### Excerpt provided
[Begin]

The modeling of wage-price dynamics in this paper is taken from Blanchard (1986), where monopolistically competitive firms and workers face each other in the labor and product market. In addition to Blanchard (1986), this paper’s model adds an intertemporal margin for the worker, given the centrality of dynamic considerations in the analysis of the liquidity trap.

In terms of the labor-market friction, the insider-outsider theory of the labor market is the intellectual ground on which I draw a link between an increasingly dual labor market and the deterioration of workers’ bargaining power. According to this literature, workers’ market power depends on the employer incurring costs to substitute them. If it is easier for employers to hire workers on temporary contracts, the bargaining power of the marginal worker decreases. A comprehensive survey is offered in Lindbeck and Snower (2002).

Blanchard and Summers (1987) build on the insider-outsider theory of the labor market to develop an influential framework where equilibrium employment depends on current employment, because real wages are bargained primarily with an eye to the interests of incumbent workers. Their model is fundamentally different from this paper’s in that it assumes away labor-market duality. Specifically, the bargaining power of labor-market outsiders does not matter for firms’ pricing decisions because outsiders are outright unemployed, unlike in this paper in which outsiders are employed, just with fewer protections. If labor-market outsiders are defined as unemployed rather than as second-tier workers, they clearly do not affect firms’ marginal costs.

The model’s product-market friction draws on agency theory. Jensen (1986) is the seminal paper on empire-building behavior by managers. It argues that, since firm growth increases managers’ power by increasing the resources under their control, managers have incentives to grow their firms beyond the optimal size. The link between better corporate governance and profit maximization is empirically confirmed by Brown and Caylor (2006), who find that firms with better governance quality are more profitable and more valuable.

III. Key Characteristics of Japan’s Labor and Product Markets

A. Japan’s Labor Market

In this subsection, I focus on facts that motivate the model’s key assumption that workers’ bargaining power is not constant over time but subject to significant shocks. Of course, bargaining power is unobservable, but I think there is evidence for its decline in Japan over the last three decades.

Figure 1 shows the empirical relationship between labor productivity growth and real compensation growth for G7 countries from the Japanese financial crisis of 1991 to 20142. Japan stands out because over the last two and a half decades productivity improvements did not lead to increases in real wages. There is some evidence of this phenomenon in Italy and more recently also in Germany. See appendix 2 for figures 5 and 6 showing the same cross-country comparison respectively for the period from 1992 to 2007 and from 1999, the year when the Bank of Japan lowered its nominal interest rate to zero for the first time, to 2007.

[End]

### Extracted entries
[Begin]

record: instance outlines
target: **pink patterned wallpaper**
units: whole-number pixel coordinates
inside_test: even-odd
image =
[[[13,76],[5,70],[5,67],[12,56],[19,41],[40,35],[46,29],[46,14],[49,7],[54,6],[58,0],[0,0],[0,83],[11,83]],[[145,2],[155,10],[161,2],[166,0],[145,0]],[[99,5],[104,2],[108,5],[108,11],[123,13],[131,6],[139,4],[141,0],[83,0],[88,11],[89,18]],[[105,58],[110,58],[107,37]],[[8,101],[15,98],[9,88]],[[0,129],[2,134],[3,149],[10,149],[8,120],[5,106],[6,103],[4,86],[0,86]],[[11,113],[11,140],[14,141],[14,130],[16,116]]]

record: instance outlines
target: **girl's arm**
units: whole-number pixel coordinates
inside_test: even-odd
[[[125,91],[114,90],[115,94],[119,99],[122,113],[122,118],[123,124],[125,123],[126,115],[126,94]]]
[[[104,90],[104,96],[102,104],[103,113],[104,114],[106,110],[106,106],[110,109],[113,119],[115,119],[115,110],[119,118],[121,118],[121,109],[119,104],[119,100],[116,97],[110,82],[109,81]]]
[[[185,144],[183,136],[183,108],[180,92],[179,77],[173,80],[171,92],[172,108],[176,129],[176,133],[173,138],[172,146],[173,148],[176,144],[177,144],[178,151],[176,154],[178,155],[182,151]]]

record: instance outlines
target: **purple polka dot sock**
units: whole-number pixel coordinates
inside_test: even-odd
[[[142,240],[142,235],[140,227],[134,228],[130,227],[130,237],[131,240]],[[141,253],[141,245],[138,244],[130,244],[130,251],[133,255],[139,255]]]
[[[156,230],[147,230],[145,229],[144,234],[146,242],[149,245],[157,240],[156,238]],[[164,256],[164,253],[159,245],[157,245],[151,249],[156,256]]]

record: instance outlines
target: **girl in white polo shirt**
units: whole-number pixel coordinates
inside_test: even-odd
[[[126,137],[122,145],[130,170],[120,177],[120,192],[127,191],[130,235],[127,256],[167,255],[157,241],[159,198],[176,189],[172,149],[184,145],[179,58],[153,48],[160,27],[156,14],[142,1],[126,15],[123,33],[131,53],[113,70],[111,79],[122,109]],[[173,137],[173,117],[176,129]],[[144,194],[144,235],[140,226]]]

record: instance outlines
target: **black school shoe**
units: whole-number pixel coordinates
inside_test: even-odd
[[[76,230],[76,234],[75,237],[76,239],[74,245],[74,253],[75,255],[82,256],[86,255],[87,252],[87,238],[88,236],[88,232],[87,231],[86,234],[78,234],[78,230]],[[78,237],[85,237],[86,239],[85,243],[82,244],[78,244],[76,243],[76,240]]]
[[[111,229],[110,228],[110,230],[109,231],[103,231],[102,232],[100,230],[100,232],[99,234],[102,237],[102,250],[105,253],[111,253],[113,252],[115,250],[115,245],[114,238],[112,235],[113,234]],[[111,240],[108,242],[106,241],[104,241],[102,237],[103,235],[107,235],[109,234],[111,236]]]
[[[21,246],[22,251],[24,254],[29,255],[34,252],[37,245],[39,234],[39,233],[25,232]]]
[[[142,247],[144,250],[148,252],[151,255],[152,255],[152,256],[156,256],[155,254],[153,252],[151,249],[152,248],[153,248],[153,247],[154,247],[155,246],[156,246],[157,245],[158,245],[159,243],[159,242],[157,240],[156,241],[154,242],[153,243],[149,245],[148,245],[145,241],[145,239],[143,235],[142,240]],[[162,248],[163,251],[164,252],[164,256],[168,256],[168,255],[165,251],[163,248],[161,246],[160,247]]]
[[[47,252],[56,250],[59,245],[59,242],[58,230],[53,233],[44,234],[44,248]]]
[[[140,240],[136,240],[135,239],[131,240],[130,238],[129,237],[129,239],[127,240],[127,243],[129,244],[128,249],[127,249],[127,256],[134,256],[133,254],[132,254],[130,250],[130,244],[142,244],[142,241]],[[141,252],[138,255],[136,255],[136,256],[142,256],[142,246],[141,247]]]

[End]

### Exercise aim
Answer these questions using the excerpt on wage bargaining and Japan's markets:
1. Which work supplies the paper's modeling of wage-price dynamics?
2. Which paper is called the seminal one on empire-building behavior by managers?
3. In what year did the Bank of Japan first lower its nominal interest rate to zero?
The listing is drawn from a separate source.

### Solution for this exercise
1. Blanchard (1986)
2. Jensen (1986)
3. 1999